··· RECORDS FOR THIS EXERCISE

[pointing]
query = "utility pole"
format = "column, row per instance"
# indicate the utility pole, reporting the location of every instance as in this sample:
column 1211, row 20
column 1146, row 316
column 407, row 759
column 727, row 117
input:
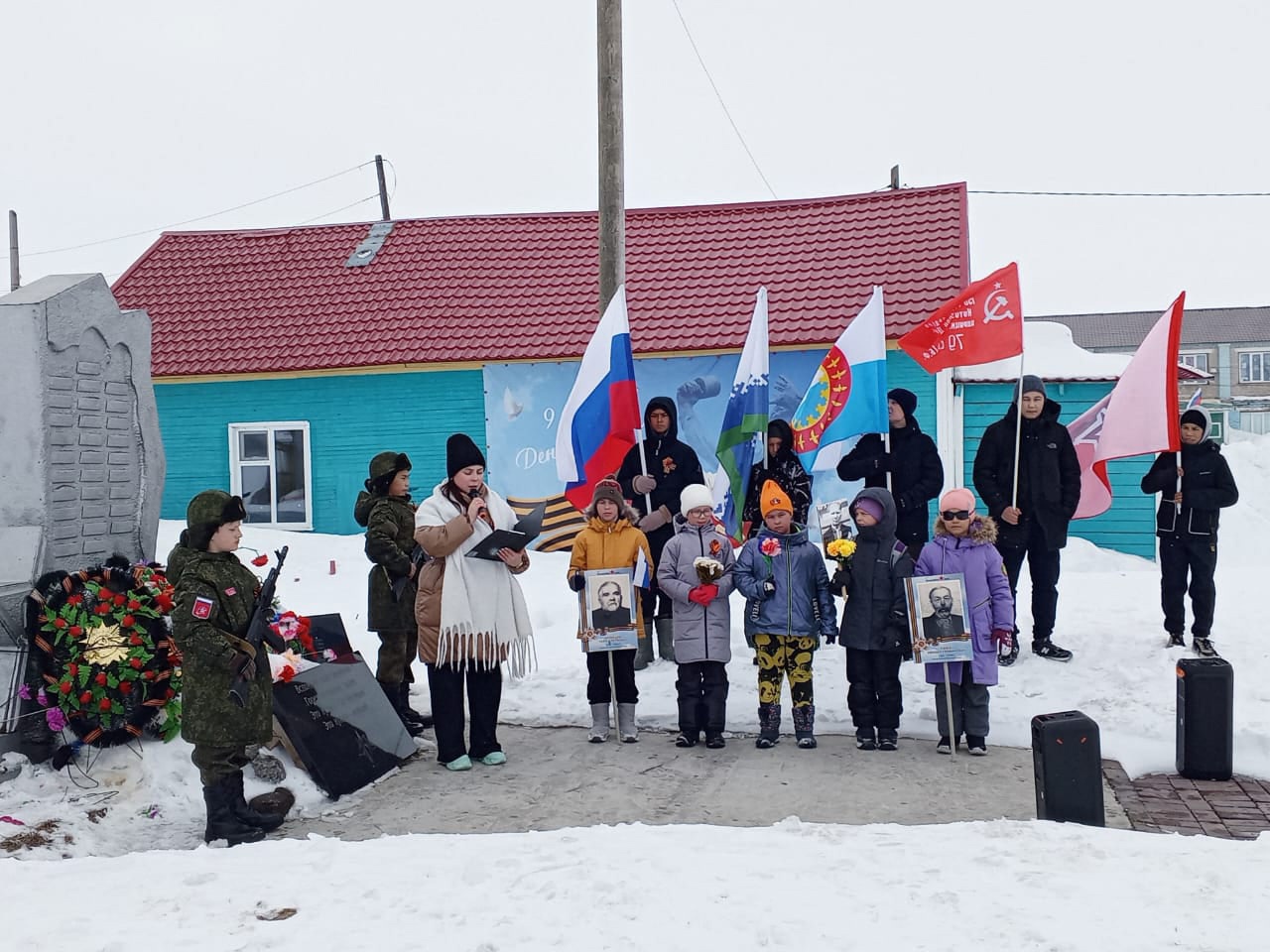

······

• _TASK OBJECTIVE_:
Please identify each line in the entries above that contains the string "pole" and copy it. Case counts.

• _RESPONSE TO THE TASK_:
query = "utility pole"
# indicate the utility pole, reporting the location of every instance as in this sample:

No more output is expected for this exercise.